Entries taken from a collection
============

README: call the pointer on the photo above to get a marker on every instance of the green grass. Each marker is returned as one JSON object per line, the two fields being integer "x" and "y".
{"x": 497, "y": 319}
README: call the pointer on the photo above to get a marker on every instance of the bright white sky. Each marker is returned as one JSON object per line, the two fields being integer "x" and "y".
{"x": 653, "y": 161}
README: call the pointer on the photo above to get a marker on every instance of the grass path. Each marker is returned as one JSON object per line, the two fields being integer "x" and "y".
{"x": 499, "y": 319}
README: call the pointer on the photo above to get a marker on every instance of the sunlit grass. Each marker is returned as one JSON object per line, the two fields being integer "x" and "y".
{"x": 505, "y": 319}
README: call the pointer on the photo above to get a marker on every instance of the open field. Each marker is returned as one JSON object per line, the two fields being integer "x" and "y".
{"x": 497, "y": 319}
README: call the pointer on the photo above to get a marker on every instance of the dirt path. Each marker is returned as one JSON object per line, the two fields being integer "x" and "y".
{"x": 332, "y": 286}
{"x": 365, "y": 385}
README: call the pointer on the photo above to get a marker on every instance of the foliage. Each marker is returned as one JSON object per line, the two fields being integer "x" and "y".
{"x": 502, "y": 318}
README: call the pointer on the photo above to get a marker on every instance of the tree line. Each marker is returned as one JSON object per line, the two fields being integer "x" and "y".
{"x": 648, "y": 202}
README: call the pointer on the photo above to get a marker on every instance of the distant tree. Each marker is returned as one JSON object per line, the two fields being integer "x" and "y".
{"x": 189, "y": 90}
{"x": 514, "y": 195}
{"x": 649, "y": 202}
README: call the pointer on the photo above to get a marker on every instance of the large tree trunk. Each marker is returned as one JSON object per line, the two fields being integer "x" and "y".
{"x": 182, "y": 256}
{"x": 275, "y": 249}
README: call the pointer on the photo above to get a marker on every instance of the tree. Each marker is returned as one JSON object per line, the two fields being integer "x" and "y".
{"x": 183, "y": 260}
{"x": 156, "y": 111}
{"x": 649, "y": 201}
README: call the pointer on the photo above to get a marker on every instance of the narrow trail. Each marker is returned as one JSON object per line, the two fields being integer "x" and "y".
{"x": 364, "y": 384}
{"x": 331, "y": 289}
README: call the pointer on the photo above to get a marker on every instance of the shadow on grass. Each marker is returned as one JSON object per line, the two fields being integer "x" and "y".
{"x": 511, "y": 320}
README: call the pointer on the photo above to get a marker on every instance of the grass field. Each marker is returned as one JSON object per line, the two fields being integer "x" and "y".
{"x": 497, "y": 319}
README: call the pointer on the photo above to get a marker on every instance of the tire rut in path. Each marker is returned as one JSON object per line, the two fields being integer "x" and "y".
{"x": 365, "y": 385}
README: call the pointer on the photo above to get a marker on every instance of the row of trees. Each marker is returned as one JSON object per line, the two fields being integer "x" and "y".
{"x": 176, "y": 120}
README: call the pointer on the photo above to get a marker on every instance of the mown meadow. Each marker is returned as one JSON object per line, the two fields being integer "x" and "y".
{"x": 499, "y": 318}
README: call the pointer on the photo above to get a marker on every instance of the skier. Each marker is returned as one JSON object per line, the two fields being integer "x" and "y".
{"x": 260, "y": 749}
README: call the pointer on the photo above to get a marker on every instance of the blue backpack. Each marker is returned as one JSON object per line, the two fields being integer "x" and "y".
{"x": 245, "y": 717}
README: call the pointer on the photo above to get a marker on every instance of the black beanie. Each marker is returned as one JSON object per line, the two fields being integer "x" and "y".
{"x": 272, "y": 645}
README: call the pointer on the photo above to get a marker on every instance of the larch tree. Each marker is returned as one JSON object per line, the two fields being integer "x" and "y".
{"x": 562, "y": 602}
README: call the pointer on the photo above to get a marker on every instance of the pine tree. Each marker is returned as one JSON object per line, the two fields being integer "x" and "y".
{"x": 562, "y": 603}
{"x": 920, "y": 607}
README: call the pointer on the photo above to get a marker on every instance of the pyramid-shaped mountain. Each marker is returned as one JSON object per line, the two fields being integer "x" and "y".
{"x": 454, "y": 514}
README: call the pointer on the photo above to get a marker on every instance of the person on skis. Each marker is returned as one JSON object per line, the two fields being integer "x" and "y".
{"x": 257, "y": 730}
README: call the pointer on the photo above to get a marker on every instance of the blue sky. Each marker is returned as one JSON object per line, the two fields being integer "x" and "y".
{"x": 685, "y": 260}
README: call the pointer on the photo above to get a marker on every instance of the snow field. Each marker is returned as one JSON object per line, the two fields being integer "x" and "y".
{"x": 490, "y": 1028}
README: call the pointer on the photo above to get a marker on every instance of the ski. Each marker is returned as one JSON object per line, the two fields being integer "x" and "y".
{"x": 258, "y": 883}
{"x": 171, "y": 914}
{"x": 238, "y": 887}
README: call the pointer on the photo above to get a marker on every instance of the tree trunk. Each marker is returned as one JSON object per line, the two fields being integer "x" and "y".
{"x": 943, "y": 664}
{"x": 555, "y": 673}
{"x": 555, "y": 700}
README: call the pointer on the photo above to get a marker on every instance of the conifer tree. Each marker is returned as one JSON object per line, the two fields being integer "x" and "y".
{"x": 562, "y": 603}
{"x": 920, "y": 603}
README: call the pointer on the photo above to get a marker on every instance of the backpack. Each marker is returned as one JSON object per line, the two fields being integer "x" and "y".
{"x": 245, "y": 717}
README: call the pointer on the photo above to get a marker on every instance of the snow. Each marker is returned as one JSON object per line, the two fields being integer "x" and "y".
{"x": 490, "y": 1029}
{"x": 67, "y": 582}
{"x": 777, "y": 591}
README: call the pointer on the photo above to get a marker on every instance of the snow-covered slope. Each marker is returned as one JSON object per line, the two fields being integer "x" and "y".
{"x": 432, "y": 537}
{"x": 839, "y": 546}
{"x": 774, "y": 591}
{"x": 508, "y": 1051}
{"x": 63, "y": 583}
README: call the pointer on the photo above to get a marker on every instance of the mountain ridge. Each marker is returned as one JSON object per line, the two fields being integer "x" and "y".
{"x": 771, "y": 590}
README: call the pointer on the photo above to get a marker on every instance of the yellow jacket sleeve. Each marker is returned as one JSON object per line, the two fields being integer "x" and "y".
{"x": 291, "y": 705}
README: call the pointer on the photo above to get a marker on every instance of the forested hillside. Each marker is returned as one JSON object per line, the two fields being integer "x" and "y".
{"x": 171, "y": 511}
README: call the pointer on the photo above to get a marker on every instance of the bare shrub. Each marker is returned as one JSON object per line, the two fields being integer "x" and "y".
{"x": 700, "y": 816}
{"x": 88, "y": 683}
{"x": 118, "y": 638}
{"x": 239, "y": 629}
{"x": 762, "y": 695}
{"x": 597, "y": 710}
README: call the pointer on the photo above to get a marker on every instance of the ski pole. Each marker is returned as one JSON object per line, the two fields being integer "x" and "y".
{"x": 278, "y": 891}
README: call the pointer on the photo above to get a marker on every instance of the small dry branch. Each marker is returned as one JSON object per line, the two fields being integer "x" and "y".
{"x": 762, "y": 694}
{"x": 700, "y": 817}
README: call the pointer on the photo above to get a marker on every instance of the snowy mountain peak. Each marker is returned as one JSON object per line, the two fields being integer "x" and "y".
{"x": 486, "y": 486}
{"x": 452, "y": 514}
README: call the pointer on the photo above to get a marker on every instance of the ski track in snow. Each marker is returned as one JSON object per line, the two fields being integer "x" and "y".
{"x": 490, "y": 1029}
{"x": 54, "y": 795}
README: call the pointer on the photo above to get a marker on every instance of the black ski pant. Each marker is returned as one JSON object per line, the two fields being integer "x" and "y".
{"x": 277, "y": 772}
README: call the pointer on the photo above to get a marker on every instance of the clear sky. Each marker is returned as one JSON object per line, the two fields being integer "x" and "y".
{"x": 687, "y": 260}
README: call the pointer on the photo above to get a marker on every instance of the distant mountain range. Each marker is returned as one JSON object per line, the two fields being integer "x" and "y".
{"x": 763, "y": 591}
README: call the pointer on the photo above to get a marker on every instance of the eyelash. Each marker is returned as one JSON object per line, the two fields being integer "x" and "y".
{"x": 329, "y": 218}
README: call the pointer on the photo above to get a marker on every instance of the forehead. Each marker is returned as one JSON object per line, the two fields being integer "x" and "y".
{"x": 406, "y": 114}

============

* **Task to complete**: The answer must contain only the lines from the one with "of the forehead." to the end of the entries above, each written out exactly.

* **Solution below**:
README: call the pointer on the photo above to get a marker on every instance of the forehead. Each marker is returned as one JSON object per line, the two fields being integer "x" and "y".
{"x": 406, "y": 114}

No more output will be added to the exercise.